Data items
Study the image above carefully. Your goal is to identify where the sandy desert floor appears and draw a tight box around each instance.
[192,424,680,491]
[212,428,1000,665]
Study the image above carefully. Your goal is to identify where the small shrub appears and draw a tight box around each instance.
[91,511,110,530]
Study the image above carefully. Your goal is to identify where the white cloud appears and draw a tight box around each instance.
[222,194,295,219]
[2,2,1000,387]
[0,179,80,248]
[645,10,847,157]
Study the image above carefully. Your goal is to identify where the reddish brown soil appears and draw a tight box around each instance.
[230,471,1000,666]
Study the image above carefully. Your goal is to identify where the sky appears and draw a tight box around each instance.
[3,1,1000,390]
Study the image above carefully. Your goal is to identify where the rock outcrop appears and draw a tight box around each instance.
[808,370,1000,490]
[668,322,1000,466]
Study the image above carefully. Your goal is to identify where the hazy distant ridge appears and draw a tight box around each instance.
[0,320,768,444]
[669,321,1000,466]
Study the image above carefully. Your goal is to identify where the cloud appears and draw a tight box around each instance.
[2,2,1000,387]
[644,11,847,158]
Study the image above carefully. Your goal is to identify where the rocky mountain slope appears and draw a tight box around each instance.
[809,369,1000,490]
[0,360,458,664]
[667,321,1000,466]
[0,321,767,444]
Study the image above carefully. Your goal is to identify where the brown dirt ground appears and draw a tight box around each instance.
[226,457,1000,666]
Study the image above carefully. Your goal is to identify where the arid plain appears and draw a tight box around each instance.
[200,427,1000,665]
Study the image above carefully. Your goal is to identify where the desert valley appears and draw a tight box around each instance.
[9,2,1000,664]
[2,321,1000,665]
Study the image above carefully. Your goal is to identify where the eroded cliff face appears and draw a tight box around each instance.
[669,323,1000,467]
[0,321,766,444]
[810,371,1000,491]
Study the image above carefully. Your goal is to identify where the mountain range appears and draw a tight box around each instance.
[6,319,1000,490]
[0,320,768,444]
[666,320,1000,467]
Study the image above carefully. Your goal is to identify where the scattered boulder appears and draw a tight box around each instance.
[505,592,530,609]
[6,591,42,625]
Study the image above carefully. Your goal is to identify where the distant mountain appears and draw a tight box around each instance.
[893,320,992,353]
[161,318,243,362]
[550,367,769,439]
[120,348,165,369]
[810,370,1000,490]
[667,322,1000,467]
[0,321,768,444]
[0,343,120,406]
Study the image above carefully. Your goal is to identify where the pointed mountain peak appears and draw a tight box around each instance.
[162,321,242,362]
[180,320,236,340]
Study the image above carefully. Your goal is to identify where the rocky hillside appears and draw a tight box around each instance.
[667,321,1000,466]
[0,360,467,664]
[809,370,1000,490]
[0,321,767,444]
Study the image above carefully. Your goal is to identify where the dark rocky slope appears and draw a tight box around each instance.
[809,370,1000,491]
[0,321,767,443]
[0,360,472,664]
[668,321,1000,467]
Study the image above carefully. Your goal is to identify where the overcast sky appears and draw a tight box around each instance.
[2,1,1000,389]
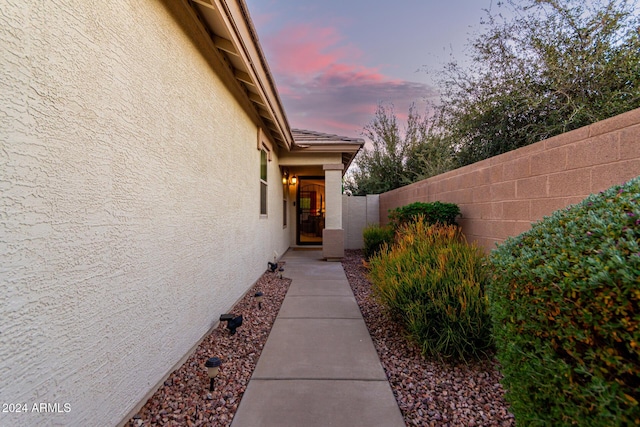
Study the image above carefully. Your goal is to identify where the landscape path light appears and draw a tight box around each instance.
[205,357,222,391]
[254,291,264,309]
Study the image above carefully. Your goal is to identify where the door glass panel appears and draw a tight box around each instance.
[297,178,325,245]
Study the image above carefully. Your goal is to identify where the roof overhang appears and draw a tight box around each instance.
[185,0,293,149]
[180,1,365,169]
[291,129,364,173]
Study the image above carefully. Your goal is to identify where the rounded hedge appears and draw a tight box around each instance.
[489,177,640,426]
[387,201,461,229]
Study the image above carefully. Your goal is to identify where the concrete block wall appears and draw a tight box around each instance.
[379,108,640,252]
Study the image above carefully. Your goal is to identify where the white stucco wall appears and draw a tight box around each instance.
[0,2,288,426]
[323,167,344,230]
[342,195,380,249]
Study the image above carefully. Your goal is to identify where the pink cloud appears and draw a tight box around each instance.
[266,23,367,81]
[261,21,437,138]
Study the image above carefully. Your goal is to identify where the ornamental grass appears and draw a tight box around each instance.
[368,220,493,361]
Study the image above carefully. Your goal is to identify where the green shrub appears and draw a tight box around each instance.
[368,220,493,361]
[488,177,640,426]
[363,224,394,260]
[388,201,461,230]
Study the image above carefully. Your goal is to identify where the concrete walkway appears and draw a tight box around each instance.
[231,249,405,427]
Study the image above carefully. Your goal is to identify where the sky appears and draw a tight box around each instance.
[244,0,499,139]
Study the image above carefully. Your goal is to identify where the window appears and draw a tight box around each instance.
[260,149,267,215]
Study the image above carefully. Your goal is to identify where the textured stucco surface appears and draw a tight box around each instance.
[323,166,343,230]
[1,1,288,426]
[343,195,380,249]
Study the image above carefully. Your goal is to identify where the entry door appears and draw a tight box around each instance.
[297,177,325,245]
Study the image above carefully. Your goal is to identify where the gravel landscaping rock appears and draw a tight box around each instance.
[126,265,290,427]
[127,251,514,426]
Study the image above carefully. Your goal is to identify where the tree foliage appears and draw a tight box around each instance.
[344,103,409,195]
[440,0,640,166]
[345,103,454,195]
[347,0,640,193]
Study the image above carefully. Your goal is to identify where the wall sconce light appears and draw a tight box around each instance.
[254,291,264,309]
[281,169,297,186]
[205,357,222,391]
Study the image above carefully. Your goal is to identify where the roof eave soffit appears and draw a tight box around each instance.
[187,0,293,150]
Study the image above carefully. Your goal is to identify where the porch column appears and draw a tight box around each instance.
[322,163,344,260]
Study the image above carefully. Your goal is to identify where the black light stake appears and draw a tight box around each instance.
[254,291,264,309]
[205,357,222,391]
[227,315,243,334]
[220,313,243,335]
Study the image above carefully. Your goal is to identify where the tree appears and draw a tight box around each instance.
[347,0,639,194]
[404,108,456,183]
[345,103,454,195]
[344,103,410,195]
[436,0,640,166]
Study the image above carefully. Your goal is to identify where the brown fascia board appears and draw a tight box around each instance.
[342,152,358,173]
[190,0,293,150]
[292,143,364,175]
[291,129,364,172]
[293,143,363,153]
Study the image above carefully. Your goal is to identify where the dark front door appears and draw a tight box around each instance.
[297,177,325,245]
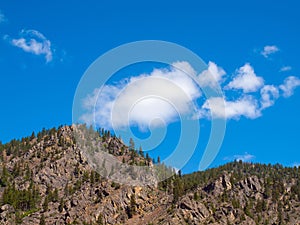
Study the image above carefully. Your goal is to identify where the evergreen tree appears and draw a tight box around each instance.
[129,138,135,151]
[173,177,184,203]
[96,214,104,225]
[127,194,137,218]
[157,156,161,164]
[43,197,49,212]
[39,214,46,225]
[138,146,144,157]
[58,198,64,213]
[30,131,35,141]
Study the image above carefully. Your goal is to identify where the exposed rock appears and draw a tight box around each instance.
[204,173,232,195]
[0,125,300,224]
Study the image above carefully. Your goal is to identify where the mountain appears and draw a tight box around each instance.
[0,125,300,224]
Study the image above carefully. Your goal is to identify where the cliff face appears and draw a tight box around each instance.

● About this task: None of the pictures should appear; repeat the records exactly otherwise.

● Reply to the task:
Study the image above carefully. Your goal is to identify where the sandy desert floor appears and draw a tight box around each instance.
[192,424,680,491]
[212,428,1000,665]
Study the image above carefully. Your goal is to identify where the small shrub appears and draw a tight box around each instance.
[91,511,110,530]
Study the image above carefully. Your goal is to identify where the white cloud appears and draw a tight box around each instance.
[222,194,295,219]
[2,2,1000,387]
[0,179,80,248]
[645,10,847,157]
Study the image above carefully. Your goal is to identify where the reddish brown soil appears and draw a tight box around each instance.
[230,471,1000,666]
Study the image above carefully. Your goal is to identify where the sky appears and draw a tight box around each instance.
[3,1,1000,390]
Study the image above carefully. Your goal is to identify where the rock outcrop appears and draw a tight box around each instance.
[808,370,1000,490]
[668,322,1000,466]
Study the image above carefully. Your goal is to identify where the hazy distant ridge appears and draw a tight box around each instance.
[0,320,768,444]
[669,321,1000,466]
Study the image above carefully. Your goal is to identify where the cloud appears and draw a tight box around each instance.
[2,2,1000,387]
[644,11,847,158]
Study the image above carefully. Your goal is to identify where the rocky mountain slope appears and draw a tight box around each instance.
[809,369,1000,490]
[0,360,458,664]
[667,321,1000,466]
[0,321,767,444]
Study the image above carefully. Your goal is to identify where the brown dirt ground appears and draw a tight box around each instance.
[226,457,1000,666]
Study the image above carefully. Your goal is to identify where the arid plain appears and draw a tight box around each instance.
[200,427,1000,665]
Study the image above carefully. Your goal is to identify where the desert valley appears and draw a tight box around each instance.
[9,2,1000,664]
[2,321,1000,665]
Study the image above carefully. Your goal is to identify where the eroded cliff face appears and draw a tight box around each instance.
[669,323,1000,467]
[0,321,766,444]
[810,371,1000,491]
Study the image above carefully. Your goal is to identify where the mountain range appears and draw a tight box around each instance.
[6,319,1000,490]
[0,320,768,444]
[666,320,1000,467]
Study the image above carefully. Your goal is to identify where the scattered boulder appears and draw a tight box around each instance.
[505,592,530,609]
[6,591,42,625]
Study the image above carefully. Your goal is to identify where the distant mountain appears and draw a tight box around each instance.
[893,320,992,353]
[161,318,243,362]
[550,367,769,439]
[120,348,165,369]
[810,370,1000,490]
[667,322,1000,467]
[0,321,768,444]
[0,343,120,406]
Study the image above carefully. Your goal is to identify where the pointed mountain peak appears and draw a tight box around each instance.
[162,321,242,362]
[180,320,236,340]
Study the image above carefully. Your goal is to identify where the rocky hillside appears and draw a tight box around each instance.
[667,321,1000,466]
[0,360,467,664]
[809,370,1000,490]
[0,321,767,444]
Study the image above carefully. Your goal is to identify where the dark rocky slope appears and draw a tight box around each instance.
[809,370,1000,491]
[0,321,767,443]
[0,360,472,664]
[668,321,1000,467]
Study the image above carefully. Your goal is to identify where the overcast sky appears and draw a tight box around each instance.
[2,1,1000,389]
Study the image above carefully. Your goal is to identify where the landscape path light appears and draw a tight box around each instance.
[205,357,222,391]
[254,291,264,309]
Study the image above carefully. Your goal is to identify where the door glass panel appears and draw a tight box around each instance.
[297,178,325,245]
Study the image above carefully. Your goal is to identify where the roof overhang appears and draw a tight box around each instance.
[185,0,293,149]
[180,1,365,169]
[291,129,364,173]
Study the image above carefully. Your goal is to identify where the rounded hedge appears and draw a tight box around each instance.
[489,177,640,426]
[387,201,461,229]
Study the image above carefully. Your goal is to identify where the concrete block wall appears and draw a tight box around each instance.
[379,108,640,252]
Study the image above carefully. Your goal is to identify where the white stucco wall appears and draw a tight box around each instance.
[0,2,288,426]
[323,167,344,230]
[342,195,380,249]
Study the image above carefully. Your goal is to identify where the pink cloud appears and draw a tight box around each instance.
[266,23,367,81]
[261,21,437,138]
Study the image above carefully. Your goal is to identify where the ornamental grass appears and draw a tight box around each instance.
[368,220,493,361]
Study the image above carefully. Your goal is to identify where the green shrub appears and draw a tight box around each instance.
[368,220,493,361]
[488,177,640,426]
[363,224,394,260]
[388,201,461,230]
Study the image above carefully. Your goal is to identify where the concrete walkway appears and draw a tight box around each instance.
[231,249,405,427]
Study the image above carefully. Your goal is to identify where the sky appears and draw a tight box around each instance.
[244,0,499,139]
Study the image above carefully. Your goal is to identify where the window appears and draw a tight box around each instance.
[260,149,267,215]
Study the image above carefully. Your goal is to identify where the textured stucco surface appears and draw a tight box around each instance.
[323,166,343,230]
[1,1,288,426]
[343,195,380,249]
Study the image above carefully. Your goal is to identify where the entry door appears and draw a tight box around each instance.
[297,177,325,245]
Study the image above carefully. Your goal is to identify where the gravel landscaping rock appears and draw a tight box around each instance.
[126,265,290,427]
[127,251,514,426]
Study the image above carefully. Your goal is to identify where the tree foliage appears and draw a tight box around each instance.
[344,103,409,195]
[440,0,640,166]
[345,103,454,195]
[347,0,640,193]
Study the image above carefully. Your goal is to identify where the wall sconce light appears and draw a tight box around each instance.
[254,291,264,309]
[281,169,297,186]
[205,357,222,391]
Study the image above carefully. Your goal is to identify where the roof eave soffit appears and draw a tight box around each instance.
[187,0,293,150]
Study the image above carefully. Your goal is to identify where the porch column appears and draw a tight box around each instance.
[322,163,344,260]
Study the image above carefully. Your goal is to identify where the black light stake appears and draw a tight box around each instance.
[254,291,264,309]
[205,357,222,391]
[227,315,243,334]
[220,313,243,335]
Study the image above carefully. Your goal is to identify where the tree appears and draw a tight box around each instance.
[347,0,639,194]
[404,108,456,183]
[345,103,454,195]
[344,103,410,195]
[436,0,640,166]
Study the image above carefully. Your goal is to identify where the brown fascia board appears and draw a tight box around each instance.
[342,152,358,173]
[190,0,293,150]
[292,143,364,175]
[291,129,364,172]
[293,143,363,153]
Study the image above carefully. Your goal is to identify where the dark front door appears and draw a tight box around each instance.
[297,177,325,245]
Study the image above carefully. Your goal is to identify where the evergreen tree appears and draw a tight box around each instance.
[129,138,135,151]
[173,177,184,203]
[96,214,104,225]
[127,194,137,218]
[157,156,161,164]
[43,197,49,212]
[39,214,46,225]
[138,146,144,157]
[58,198,64,213]
[30,131,35,141]
Study the image above carefully. Your goal is to identify where the exposed rock appears and draw a tight box around each instance.
[204,173,232,195]
[0,125,300,224]
Study the image above carefully. Your goal is to identify where the mountain appears and draw a tight box around each instance.
[0,125,300,224]
Study the image above carefully. Your goal is to identify where the cliff face appears and draw a tight box around each instance.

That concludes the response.